---------- Quoted passage ----------
The Tuna Tribune

Back To It

New art projects and moving forward.

By Sizz Tuna

April 10th, 2026

The sun rises in the background, with a street lamp in the foreground.
This photo is actually from last November… oops! I have’t taken anything good since the snow melted.

When people bring up seasonal moods, it’s almost always about depression in winter. Which is an understandable phenomenon, given the colder weather and especially the relative lack of light. I’ve always found that I like winter, though. There’s a certain peace to be found on cold morning walks, in the condensation of your own breath in the air, in the glimmering snow, in geese sleeping on frozen ponds (though I know not everybody has these things or finds a romanticism in them). Gotta enjoy it while it lasts — cue “back in my day” climate change rant. For me, instead of a winter sadness, I’m noticing an emerging pattern where the shift into spring brings a certain melancholy. Maybe it’s that the slow rebirth of the environment around me leads to more introspection than usual. How should I renew myself? I think a lot about my relationships and the ways I structure my life, the ways I think I need to change. When I have any time to think, that is. The world comes to life again and we all quicken our paces. I miss those morning walks.
----------
→ **What you are asked to do**
Please reproduce the seasonal moods post word for word from "The sun rises" to "the snow melted.".
---------- Source data ----------
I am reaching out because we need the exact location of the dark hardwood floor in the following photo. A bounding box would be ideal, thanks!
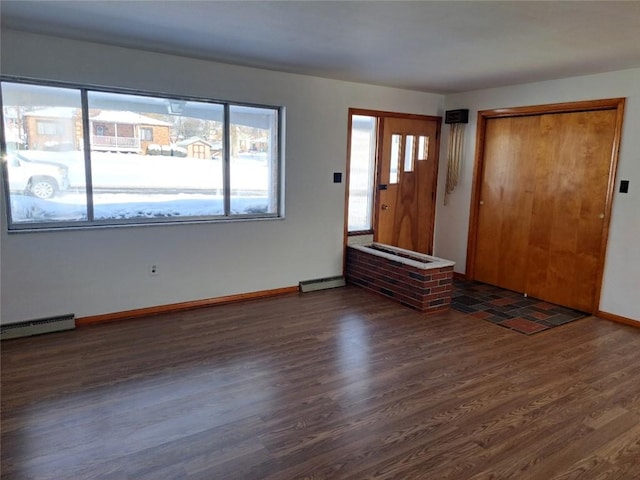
----------
→ **Result**
The sun rises in the background, with a street lamp in the foreground.
This photo is actually from last November… oops! I have’t taken anything good since the snow melted.